An informal survey... round II

Kevin Oberman oberman at es.net
Thu Aug 30 14:46:40 UTC 2007


> Date: Thu, 30 Aug 2007 10:18:41 -0400
> From: Andrew D Kirch <trelane at trelane.net>
> Sender: owner-nanog at merit.edu
> 
> 
> John Curran wrote:
> > At 9:12 AM -0400 8/30/07, William Herrin wrote:
> >   
> >> On 8/30/07, John Curran <jcurran at mail.com> wrote:
> >>     
> >>> I.E.  If at some time unknown around 2010, ISP's stop receiving
> >>> new allocations from their RIR, and instead use of many smaller
> >>> "recycled" IPv4 address blocks, we could be looking at a 10x to
> >>> 20x increase in routes per month for the same customer growth.
> >>>       
> >> John,
> >>
> >> Why should we announce tiny recycled blocks? If there is a /16 in the
> >> swamp in which half the space is free but its all /24's, why wouldn't
> >> wouldn't we allocate all the free /24's to a single entity and
> >> instruct the entity to announce it as a "holey" /16? The existing /24
> >> holders will override (punch holes in) the /16 for their /24's.
> >>     
> >
> > Consider large ISP's that can no longer obtain from the large blocks
> > (e.g. /12 to /16) but instead must beg/barter/borrow blocks from others
> > which are several orders  of magnitude smaller (e.g. /16 through /24)
> > every week to continue growing...  such obtained blocks would be
> > announced into the routing system very rapidly as we try to keep
> > IPv4 running post depletion of the free address pool.  When this
> > inflection point is reached, how much headroom do we have given
> > equipment being deployed today?

Entries from a point annotation set
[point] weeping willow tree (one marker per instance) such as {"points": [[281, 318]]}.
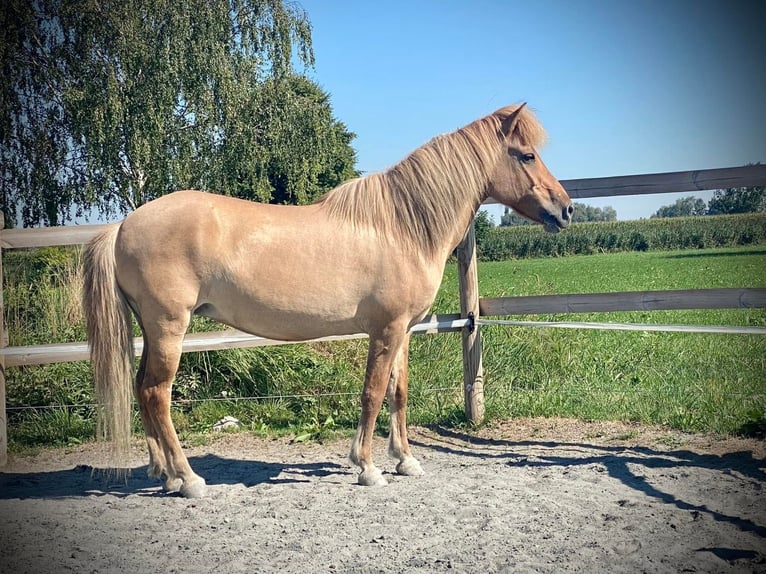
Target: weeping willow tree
{"points": [[108, 104]]}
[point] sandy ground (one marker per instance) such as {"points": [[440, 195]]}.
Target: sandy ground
{"points": [[524, 496]]}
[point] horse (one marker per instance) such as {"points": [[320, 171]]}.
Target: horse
{"points": [[367, 257]]}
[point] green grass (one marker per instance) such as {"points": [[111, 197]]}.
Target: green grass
{"points": [[693, 382]]}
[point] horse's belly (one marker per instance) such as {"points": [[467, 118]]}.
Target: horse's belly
{"points": [[276, 320]]}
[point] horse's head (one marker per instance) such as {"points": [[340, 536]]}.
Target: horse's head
{"points": [[520, 179]]}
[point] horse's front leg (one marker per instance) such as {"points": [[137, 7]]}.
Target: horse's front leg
{"points": [[380, 360], [398, 445]]}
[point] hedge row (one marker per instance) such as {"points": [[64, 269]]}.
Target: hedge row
{"points": [[502, 243]]}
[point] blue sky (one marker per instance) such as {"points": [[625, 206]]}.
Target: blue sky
{"points": [[623, 87]]}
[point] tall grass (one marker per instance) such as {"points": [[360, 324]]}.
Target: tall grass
{"points": [[688, 381]]}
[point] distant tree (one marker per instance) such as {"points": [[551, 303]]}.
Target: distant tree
{"points": [[110, 104], [584, 213], [684, 207], [511, 218], [738, 200]]}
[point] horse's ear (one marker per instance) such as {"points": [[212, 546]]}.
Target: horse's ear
{"points": [[509, 123]]}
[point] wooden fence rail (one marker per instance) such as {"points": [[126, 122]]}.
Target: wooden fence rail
{"points": [[471, 306]]}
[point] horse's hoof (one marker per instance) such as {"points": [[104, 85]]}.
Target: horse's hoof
{"points": [[410, 467], [372, 477], [172, 485], [194, 489]]}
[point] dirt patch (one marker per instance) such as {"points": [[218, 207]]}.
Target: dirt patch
{"points": [[533, 495]]}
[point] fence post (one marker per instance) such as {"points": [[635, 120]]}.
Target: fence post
{"points": [[473, 372], [3, 343]]}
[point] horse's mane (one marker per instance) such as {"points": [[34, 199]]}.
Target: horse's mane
{"points": [[414, 202]]}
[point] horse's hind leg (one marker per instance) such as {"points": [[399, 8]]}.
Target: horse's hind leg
{"points": [[157, 464], [163, 354], [398, 445]]}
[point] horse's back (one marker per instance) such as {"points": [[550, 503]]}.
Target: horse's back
{"points": [[284, 272]]}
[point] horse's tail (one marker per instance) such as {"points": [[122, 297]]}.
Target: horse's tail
{"points": [[110, 336]]}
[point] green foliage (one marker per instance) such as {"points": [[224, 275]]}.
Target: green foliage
{"points": [[685, 207], [585, 213], [107, 105], [644, 235], [738, 200], [688, 381]]}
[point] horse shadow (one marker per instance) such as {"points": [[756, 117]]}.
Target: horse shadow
{"points": [[84, 480], [619, 462]]}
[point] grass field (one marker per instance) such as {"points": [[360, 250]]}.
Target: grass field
{"points": [[692, 382], [688, 381]]}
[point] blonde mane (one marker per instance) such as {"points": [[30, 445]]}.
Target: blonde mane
{"points": [[414, 202]]}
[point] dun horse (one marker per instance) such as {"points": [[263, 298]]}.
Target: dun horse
{"points": [[371, 257]]}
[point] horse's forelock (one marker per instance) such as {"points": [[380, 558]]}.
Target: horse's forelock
{"points": [[527, 129]]}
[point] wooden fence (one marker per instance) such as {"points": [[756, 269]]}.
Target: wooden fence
{"points": [[472, 308]]}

#### [EXERCISE TASKS]
- a) In the IPv4 routing email thread, what increase in routes per month could recycled IPv4 address blocks cause for the same customer growth?
- b) Pick up the IPv4 routing email thread after its last line and continue it.

#### [EXERCISE RESULTS]
- a) A 10x to 20x increase in routes per month.

- b)
> >
> > /John
> Is there a possible revenue stream here for larger ISP's to begin 
> charging their customers for not aggregating, and creating a penalty fee 
> for each borken route?  We're running out of IPv4 space (and I don't 
> think this can be solved with IPv4).  We're running out of routes for 
> the Cisco Sup2 engine (among others), but unless someone makes money on 
> it, this won't be solved.

When customers start having problems due to router RIB and/or FIB
overflow, they will seek other providers. So someone will make money and
someone else will lose it. Economics works well when things break
(hardware). 

Of course, what happens when there is simply no IPv4 space is another
issue as there will be no new space for anyone. But some providers will
run out of their allocations long before others. If those who run out
have resources, the market in IPv4 addresses (which does not exist since
addresses are just numbers and not property) will get very active and
will provide its own incentives which may or may not be stabilizing or
beneficial. 
-- 
R. Kevin Oberman, Network Engineer
Energy Sciences Network (ESnet)
Ernest O. Lawrence Berkeley National Laboratory (Berkeley Lab)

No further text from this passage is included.